■ **WORK REQUIRED**: The answer must restate every record word for word.

Point-per-instance localization data
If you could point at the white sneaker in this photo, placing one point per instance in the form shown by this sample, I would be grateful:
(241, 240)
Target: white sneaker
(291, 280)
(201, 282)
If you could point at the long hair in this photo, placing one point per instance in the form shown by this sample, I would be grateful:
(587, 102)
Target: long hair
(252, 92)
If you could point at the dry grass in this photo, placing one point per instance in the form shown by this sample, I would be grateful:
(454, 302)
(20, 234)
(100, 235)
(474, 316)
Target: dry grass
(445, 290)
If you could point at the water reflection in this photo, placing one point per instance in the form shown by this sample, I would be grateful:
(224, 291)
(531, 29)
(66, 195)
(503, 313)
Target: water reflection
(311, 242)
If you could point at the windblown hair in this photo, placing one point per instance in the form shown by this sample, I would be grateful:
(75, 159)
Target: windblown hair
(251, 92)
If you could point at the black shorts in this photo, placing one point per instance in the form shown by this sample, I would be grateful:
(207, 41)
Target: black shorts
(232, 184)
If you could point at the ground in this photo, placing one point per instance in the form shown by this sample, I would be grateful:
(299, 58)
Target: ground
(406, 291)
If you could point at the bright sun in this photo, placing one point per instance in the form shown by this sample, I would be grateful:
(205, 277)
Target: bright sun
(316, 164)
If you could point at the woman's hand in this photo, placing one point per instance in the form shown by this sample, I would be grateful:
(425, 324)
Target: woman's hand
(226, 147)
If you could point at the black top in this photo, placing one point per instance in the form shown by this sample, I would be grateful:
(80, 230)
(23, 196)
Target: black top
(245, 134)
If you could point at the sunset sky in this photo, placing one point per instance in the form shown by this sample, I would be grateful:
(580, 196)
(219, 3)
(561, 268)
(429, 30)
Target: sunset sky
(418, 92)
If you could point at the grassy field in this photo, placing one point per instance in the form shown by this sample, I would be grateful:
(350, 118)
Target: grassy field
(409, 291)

■ **ANSWER BOX**:
If you could point at the white sneaker in this photo, placing one point per instance in the form shown by this sample, I would be grateful:
(241, 240)
Target: white sneaker
(291, 280)
(201, 282)
If you could point at the long hair in this photo, placing one point per instance in the form shown by this sample, I would be grateful:
(587, 102)
Target: long hair
(252, 92)
If you could point at the dry grass in this photo, placing one point per instance in the form shown by this sample, I would be grateful:
(454, 302)
(20, 234)
(100, 235)
(474, 316)
Target: dry grass
(445, 290)
If you could point at the water reflection in this photo, placing one point per instance in the form shown by this sample, I would be grateful:
(224, 291)
(531, 29)
(66, 195)
(503, 313)
Target: water reflection
(311, 242)
If you could point at the windblown hair in this photo, placing one point per instance in the form shown by this sample, I would be grateful:
(75, 159)
Target: windblown hair
(251, 92)
If you could point at the black shorts in this photo, placing one point per instance in the form shown by this sample, I would be grateful:
(207, 41)
Target: black shorts
(232, 184)
If you could point at the ground in this photo, placing one point per instance in the form shown by this sample, I would be grateful:
(299, 58)
Target: ground
(406, 291)
If you could point at the bright sun in this photo, placing one point per instance in the form shown by this sample, I would be grateful:
(205, 277)
Target: bright sun
(316, 164)
If you could point at the woman's hand in this photo, placing one point per instance in the form shown by this sample, I would be grateful:
(425, 324)
Target: woman's hand
(226, 147)
If you could point at the black top in this photo, placing one point per instance in the form shown by this sample, I would be grateful:
(80, 230)
(23, 196)
Target: black top
(245, 134)
If you could point at the sunset sky in this photo, placing one point per instance in the form shown by this sample, I would be grateful:
(580, 196)
(219, 3)
(561, 268)
(429, 30)
Target: sunset sky
(418, 92)
If you could point at the grassy field in this photo, placing one point per instance in the form shown by this sample, I would be grateful:
(350, 118)
Target: grassy field
(409, 291)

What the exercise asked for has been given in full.